_WORK TASK_
Can you print everything in the journal posts below from "Subject: Re:Manuel" down to "returned to him.", word for word?

_PASSAGE SHOWN_
Killing my classmates is bad, right?
I'm going to be stuck in Manny's room tonight, love. He's practically killing himself up here, so I'm on suicide watch 'til Marie gets back. He's.. Christ, he isn't in good shape at all. I know he's a prick, but it's my dad's fault, you know? I need to be here for him.
Fuck.
I'm gonna need you tomorrow, Sarah. Can we do something? Just hide in the basement or anything?
no subject
Date: 2004-03-24 09:28 pm (UTC)From: (Angie)
Subject: Re:Manuel
He is right in some of that. I thought he could be a decent person. Now, thinking about having to go to class with him ... he scares me. I had no illusions about what he was before - spoiled, selfish and concerned mostly with his image. I did not expect him to help Kwannon, or to try to shove a hot poker in my brain and force me to use my powers. So, yes, I am afraid of him and more now, because he has had some of his power returned to him.
I do not want him to know I am scared, Shinobi. He already tried to hurt me once, how can I be sure he won't again?
He refused to explain what happened once already, Doug tells me. I do not have much faith that he will be so willing to explain it now.
You know, the worst part about this is knowing that I could -know- how it will turn out. I cannot decide if I would feel terribly guilty if Manuel were to fail, or if I would be relieved.

_DATA SUPPLIED_
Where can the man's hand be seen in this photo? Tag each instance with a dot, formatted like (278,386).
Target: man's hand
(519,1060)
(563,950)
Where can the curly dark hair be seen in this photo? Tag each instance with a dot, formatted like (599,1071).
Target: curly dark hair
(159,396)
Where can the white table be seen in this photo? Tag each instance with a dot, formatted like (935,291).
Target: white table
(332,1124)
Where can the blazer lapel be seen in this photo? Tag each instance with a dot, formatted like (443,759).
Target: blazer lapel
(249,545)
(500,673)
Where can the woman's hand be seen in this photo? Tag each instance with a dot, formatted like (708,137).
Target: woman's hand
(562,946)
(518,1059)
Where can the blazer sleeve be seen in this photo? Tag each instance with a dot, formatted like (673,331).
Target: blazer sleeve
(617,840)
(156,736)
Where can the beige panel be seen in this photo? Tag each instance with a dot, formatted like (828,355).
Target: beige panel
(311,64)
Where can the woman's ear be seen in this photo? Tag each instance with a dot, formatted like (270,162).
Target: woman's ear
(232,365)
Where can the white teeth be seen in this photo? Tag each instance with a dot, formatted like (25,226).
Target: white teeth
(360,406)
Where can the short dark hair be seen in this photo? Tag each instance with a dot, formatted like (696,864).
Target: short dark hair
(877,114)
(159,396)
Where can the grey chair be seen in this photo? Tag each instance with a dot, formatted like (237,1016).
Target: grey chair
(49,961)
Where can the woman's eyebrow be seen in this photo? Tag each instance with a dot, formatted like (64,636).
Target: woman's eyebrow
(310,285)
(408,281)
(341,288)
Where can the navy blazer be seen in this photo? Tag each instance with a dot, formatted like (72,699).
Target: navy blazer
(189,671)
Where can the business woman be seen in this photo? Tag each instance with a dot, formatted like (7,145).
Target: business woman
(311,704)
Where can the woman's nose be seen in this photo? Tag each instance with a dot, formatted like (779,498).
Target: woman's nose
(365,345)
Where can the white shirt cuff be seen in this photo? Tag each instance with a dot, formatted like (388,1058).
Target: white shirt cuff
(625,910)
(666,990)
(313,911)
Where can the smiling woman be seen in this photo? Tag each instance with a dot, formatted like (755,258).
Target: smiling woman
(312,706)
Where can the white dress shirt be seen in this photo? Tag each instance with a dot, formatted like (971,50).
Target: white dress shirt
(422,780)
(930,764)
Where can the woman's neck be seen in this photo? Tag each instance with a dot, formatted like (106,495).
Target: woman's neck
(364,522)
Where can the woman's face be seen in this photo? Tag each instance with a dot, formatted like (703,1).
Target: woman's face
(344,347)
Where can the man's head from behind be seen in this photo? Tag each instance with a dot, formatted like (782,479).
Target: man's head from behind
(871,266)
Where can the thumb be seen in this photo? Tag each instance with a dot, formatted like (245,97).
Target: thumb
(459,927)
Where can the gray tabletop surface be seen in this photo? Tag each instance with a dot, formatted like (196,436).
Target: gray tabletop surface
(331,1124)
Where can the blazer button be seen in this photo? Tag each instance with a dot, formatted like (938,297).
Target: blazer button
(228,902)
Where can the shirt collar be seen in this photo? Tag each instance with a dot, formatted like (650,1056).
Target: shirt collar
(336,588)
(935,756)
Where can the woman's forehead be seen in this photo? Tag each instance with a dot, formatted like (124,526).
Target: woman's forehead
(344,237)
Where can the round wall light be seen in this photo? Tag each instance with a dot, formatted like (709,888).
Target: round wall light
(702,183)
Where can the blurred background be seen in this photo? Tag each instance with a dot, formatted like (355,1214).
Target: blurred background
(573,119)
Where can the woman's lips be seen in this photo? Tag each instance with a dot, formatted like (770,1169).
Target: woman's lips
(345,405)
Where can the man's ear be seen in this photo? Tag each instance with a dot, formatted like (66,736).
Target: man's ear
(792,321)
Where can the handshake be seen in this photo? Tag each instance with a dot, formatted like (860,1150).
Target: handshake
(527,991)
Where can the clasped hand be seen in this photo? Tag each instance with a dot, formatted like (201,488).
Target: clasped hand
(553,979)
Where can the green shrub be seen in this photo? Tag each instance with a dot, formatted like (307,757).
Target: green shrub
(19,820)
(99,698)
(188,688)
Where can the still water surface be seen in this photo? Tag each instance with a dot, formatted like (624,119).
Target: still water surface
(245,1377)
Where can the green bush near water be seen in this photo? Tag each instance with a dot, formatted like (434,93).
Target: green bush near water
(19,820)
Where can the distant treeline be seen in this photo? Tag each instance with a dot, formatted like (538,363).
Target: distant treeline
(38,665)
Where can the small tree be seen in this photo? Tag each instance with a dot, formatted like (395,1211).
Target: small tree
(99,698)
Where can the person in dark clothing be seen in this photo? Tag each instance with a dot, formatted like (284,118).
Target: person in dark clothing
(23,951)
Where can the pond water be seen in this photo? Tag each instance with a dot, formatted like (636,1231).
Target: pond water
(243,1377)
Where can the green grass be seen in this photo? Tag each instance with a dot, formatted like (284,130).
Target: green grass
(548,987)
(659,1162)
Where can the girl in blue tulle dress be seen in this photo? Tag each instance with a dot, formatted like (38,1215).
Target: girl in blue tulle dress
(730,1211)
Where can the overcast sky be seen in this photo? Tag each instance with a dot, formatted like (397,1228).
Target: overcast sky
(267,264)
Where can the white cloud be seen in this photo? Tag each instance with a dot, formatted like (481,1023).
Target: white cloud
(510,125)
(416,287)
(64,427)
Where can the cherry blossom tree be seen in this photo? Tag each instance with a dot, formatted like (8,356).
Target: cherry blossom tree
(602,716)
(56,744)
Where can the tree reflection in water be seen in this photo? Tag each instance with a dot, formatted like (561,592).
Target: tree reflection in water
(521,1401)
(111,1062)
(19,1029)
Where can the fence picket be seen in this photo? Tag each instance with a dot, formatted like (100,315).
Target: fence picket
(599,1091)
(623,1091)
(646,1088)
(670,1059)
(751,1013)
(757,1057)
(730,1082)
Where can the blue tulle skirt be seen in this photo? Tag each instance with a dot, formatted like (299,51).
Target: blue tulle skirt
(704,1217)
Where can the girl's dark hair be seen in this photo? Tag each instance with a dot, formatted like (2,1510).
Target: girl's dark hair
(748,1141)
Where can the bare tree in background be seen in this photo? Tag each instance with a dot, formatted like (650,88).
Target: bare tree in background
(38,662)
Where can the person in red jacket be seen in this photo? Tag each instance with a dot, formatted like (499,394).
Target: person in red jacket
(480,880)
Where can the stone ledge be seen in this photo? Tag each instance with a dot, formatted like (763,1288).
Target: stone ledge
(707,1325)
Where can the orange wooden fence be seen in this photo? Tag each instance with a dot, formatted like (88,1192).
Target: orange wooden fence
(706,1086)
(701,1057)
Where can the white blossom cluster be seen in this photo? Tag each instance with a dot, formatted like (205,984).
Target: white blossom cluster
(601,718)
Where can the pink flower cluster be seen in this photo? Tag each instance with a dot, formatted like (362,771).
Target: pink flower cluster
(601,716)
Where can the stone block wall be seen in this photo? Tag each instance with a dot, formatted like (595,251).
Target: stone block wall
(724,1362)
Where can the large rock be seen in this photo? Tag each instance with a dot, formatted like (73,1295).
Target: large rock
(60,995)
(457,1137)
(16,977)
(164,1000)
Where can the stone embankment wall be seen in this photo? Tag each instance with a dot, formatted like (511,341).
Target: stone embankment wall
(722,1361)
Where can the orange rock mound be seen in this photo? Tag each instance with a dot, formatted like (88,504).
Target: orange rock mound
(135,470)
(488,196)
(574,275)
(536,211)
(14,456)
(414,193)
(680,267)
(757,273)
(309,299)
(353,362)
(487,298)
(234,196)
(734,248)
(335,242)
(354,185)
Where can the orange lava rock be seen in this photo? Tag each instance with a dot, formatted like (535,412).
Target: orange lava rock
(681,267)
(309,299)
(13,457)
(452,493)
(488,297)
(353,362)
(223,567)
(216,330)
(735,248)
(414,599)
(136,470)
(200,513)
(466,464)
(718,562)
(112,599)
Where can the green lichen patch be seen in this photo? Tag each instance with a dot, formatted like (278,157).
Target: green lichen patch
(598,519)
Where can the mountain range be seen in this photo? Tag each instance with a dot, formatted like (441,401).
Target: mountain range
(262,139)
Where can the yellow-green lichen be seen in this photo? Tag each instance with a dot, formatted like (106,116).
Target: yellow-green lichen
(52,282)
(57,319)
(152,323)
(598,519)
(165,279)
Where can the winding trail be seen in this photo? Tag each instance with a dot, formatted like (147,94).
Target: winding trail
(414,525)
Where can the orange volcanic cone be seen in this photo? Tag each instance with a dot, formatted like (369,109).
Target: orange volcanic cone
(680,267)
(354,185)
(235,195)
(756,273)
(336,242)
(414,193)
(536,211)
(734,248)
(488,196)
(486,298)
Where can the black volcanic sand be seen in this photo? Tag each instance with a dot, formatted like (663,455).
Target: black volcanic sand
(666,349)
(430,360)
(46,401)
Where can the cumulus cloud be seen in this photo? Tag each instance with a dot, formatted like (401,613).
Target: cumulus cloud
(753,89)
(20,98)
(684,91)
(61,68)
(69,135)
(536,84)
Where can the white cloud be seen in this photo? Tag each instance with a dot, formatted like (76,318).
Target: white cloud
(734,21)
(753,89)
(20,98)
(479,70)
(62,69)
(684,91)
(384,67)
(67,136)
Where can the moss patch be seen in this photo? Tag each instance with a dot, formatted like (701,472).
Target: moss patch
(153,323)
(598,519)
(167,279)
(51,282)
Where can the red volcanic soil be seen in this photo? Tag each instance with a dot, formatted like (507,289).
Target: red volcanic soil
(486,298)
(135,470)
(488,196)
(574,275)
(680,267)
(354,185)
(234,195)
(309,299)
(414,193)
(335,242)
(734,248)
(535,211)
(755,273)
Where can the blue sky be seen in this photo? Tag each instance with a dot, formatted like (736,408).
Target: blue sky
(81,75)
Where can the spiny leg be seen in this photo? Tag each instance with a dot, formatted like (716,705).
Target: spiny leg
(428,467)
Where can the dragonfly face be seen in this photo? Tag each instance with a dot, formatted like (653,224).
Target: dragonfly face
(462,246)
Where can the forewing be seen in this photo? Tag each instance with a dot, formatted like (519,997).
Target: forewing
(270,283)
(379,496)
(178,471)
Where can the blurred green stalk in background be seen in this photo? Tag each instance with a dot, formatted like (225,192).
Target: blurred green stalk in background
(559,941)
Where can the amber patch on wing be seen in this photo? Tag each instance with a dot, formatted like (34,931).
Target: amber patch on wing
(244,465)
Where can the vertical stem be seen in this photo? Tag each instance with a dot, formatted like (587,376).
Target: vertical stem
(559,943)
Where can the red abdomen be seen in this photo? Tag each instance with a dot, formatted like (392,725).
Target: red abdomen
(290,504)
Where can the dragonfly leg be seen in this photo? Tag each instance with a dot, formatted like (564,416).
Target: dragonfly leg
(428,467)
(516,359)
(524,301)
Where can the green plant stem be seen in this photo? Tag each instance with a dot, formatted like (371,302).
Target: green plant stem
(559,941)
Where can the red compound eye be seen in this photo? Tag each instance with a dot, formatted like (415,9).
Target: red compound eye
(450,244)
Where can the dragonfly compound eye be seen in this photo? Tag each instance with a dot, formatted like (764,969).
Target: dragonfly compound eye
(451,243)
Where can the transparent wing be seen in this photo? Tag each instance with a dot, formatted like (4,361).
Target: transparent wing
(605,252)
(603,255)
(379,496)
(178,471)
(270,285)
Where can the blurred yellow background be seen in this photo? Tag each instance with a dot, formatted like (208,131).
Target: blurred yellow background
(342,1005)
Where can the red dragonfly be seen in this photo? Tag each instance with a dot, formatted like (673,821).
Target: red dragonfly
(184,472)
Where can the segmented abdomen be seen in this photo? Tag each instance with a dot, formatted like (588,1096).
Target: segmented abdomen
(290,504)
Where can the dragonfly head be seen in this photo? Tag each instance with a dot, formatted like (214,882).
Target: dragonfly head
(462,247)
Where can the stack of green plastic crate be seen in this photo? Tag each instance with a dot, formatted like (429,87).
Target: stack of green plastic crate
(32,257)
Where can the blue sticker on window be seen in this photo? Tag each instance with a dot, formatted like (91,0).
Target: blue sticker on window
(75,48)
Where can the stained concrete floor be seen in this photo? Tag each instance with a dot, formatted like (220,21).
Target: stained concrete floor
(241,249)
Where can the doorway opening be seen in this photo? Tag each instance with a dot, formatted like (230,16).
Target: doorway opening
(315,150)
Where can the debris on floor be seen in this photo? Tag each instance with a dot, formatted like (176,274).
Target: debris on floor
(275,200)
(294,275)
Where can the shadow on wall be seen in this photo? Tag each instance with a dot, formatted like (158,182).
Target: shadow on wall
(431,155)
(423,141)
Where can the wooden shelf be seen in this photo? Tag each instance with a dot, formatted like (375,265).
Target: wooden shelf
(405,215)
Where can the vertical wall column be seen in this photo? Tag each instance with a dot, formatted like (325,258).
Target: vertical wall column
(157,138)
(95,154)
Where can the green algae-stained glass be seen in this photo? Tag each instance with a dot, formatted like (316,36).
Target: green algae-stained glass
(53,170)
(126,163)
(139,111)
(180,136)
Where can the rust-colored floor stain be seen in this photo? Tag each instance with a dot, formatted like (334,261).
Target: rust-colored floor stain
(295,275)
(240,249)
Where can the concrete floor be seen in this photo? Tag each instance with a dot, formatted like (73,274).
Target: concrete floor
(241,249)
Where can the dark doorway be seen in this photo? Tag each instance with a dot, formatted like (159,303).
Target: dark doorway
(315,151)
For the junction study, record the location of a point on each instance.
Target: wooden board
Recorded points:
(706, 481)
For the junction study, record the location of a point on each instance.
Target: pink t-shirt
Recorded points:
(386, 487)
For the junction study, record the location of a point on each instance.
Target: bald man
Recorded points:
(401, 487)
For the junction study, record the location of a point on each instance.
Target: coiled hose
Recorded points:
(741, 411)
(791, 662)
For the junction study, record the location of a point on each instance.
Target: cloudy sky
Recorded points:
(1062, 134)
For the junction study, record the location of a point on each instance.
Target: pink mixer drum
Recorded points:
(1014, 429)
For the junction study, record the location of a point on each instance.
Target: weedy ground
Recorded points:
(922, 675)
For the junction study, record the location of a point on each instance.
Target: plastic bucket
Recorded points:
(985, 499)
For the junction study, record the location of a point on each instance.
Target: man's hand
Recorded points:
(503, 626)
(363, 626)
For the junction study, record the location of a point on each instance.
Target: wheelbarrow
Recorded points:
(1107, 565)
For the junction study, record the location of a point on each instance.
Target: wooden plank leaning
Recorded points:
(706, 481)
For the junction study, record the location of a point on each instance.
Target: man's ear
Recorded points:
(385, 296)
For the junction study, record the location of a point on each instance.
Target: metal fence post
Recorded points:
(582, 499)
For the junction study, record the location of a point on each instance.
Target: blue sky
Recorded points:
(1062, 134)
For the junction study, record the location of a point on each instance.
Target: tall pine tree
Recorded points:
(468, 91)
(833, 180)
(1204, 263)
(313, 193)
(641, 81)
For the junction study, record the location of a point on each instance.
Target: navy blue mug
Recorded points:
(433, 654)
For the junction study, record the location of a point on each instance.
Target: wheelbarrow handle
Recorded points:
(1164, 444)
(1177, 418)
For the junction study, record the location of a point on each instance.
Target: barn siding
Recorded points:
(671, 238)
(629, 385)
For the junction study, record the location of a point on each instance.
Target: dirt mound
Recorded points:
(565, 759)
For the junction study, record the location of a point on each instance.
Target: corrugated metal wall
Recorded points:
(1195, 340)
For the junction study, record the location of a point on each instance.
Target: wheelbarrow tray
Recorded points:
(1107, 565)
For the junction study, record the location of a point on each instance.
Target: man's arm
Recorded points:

_ANSWER SPACE_
Subject: Re:Manuel
He is right in some of that. I thought he could be a decent person. Now, thinking about having to go to class with him ... he scares me. I had no illusions about what he was before - spoiled, selfish and concerned mostly with his image. I did not expect him to help Kwannon, or to try to shove a hot poker in my brain and force me to use my powers. So, yes, I am afraid of him and more now, because he has had some of his power returned to him.